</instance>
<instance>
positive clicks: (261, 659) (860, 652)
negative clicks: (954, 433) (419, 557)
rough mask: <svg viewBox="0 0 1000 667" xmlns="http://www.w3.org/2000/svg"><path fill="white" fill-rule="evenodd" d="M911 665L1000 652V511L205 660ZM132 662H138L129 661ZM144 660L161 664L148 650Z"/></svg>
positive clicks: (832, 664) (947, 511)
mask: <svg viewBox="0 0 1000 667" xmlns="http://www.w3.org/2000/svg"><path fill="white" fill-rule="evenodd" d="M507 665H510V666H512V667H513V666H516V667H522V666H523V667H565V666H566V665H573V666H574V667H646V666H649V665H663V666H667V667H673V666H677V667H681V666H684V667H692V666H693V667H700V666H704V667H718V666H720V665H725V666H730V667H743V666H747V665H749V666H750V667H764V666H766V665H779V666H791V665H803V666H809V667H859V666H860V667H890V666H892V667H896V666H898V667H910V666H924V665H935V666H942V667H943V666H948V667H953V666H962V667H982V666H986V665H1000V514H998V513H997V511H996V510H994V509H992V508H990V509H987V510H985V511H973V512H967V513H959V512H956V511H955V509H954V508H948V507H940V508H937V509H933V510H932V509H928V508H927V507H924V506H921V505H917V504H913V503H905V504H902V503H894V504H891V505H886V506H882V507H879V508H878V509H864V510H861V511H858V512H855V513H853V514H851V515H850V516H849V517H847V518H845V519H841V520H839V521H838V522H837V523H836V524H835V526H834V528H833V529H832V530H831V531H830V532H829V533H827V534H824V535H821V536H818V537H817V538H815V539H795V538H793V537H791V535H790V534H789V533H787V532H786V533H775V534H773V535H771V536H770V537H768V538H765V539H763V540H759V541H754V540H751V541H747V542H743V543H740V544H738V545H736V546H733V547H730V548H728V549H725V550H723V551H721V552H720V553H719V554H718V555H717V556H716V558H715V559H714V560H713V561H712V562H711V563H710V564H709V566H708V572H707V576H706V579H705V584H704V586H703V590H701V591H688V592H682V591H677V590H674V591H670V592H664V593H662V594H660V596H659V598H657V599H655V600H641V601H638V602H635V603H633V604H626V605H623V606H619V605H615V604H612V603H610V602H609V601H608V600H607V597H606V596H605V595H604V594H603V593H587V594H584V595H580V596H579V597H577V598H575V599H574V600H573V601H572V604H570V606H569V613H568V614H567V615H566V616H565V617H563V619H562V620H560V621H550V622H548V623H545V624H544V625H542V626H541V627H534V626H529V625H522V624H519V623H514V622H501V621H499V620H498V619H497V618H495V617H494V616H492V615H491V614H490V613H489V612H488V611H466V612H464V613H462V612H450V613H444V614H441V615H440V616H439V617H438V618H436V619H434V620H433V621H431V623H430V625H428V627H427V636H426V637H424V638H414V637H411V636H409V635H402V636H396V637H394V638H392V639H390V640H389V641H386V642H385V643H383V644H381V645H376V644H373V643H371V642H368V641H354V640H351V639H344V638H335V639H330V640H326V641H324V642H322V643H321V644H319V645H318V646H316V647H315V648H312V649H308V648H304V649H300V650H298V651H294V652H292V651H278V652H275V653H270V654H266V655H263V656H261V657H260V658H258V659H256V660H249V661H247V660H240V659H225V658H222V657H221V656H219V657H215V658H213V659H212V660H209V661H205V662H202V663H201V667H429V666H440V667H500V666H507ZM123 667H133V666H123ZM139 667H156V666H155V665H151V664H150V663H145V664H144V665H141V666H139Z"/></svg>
.....
> REQUIRED WORK: Output the listing in full. Leave every line unchanged.

> SOLUTION TO THE PROBLEM:
</instance>
<instance>
positive clicks: (261, 659) (860, 652)
negative clicks: (954, 433) (419, 557)
rough mask: <svg viewBox="0 0 1000 667" xmlns="http://www.w3.org/2000/svg"><path fill="white" fill-rule="evenodd" d="M911 665L1000 652V511L205 660ZM132 662H138L129 661ZM144 660L161 664L148 650Z"/></svg>
positive clicks: (832, 664) (947, 511)
mask: <svg viewBox="0 0 1000 667" xmlns="http://www.w3.org/2000/svg"><path fill="white" fill-rule="evenodd" d="M507 665H510V666H512V667H513V666H516V667H522V666H523V667H565V666H566V665H573V666H574V667H646V666H649V665H663V666H667V667H673V666H677V667H681V666H684V667H692V666H693V667H700V666H704V667H718V666H720V665H725V666H730V667H743V666H747V665H749V666H750V667H764V666H766V665H779V666H791V665H803V666H809V667H859V666H860V667H890V666H892V667H896V666H898V667H910V666H924V665H935V666H942V667H943V666H948V667H953V666H962V667H982V666H986V665H1000V514H998V513H997V511H996V510H994V509H992V508H990V509H987V510H985V511H973V512H967V513H959V512H956V511H955V509H954V508H948V507H940V508H937V509H933V510H932V509H928V508H927V507H924V506H921V505H917V504H913V503H905V504H902V503H894V504H891V505H886V506H882V507H879V508H878V509H864V510H861V511H858V512H855V513H853V514H851V515H850V516H849V517H847V518H845V519H841V520H839V521H838V522H837V523H836V524H835V526H834V528H833V529H832V530H831V531H830V532H829V533H827V534H824V535H821V536H818V537H817V538H815V539H795V538H793V537H791V535H790V534H789V533H787V532H786V533H775V534H773V535H771V536H770V537H768V538H765V539H763V540H759V541H754V540H751V541H747V542H743V543H740V544H738V545H736V546H733V547H730V548H728V549H725V550H723V551H721V552H720V553H719V554H718V555H717V556H716V558H715V559H714V560H713V561H712V562H711V563H710V564H709V566H708V572H707V576H706V579H705V584H704V586H703V590H701V591H688V592H682V591H677V590H674V591H670V592H664V593H662V594H660V596H659V598H657V599H655V600H641V601H638V602H635V603H633V604H626V605H623V606H619V605H615V604H612V603H610V602H609V601H608V600H607V597H606V596H605V595H604V594H603V593H587V594H584V595H580V596H579V597H577V598H575V599H574V600H573V601H572V604H570V606H569V613H568V614H567V615H566V616H565V617H563V619H562V620H560V621H550V622H548V623H545V624H544V625H542V626H541V627H534V626H529V625H522V624H519V623H514V622H501V621H499V620H498V619H497V618H495V617H494V616H492V615H491V614H490V613H489V612H488V611H466V612H464V613H462V612H450V613H444V614H441V615H440V616H439V617H438V618H436V619H434V620H433V621H431V623H430V625H428V627H427V636H426V637H424V638H414V637H411V636H409V635H402V636H396V637H394V638H392V639H390V640H389V641H386V642H385V643H383V644H381V645H376V644H373V643H371V642H368V641H354V640H351V639H344V638H335V639H330V640H326V641H324V642H322V643H321V644H319V645H318V646H316V647H315V648H312V649H308V648H304V649H300V650H298V651H294V652H292V651H278V652H275V653H270V654H266V655H263V656H261V657H260V658H258V659H256V660H249V661H247V660H240V659H225V658H222V657H221V656H219V657H215V658H213V659H212V660H209V661H205V662H202V663H201V667H429V666H440V667H500V666H507ZM123 667H133V666H123ZM139 667H156V666H155V665H151V664H150V663H145V664H144V665H141V666H139Z"/></svg>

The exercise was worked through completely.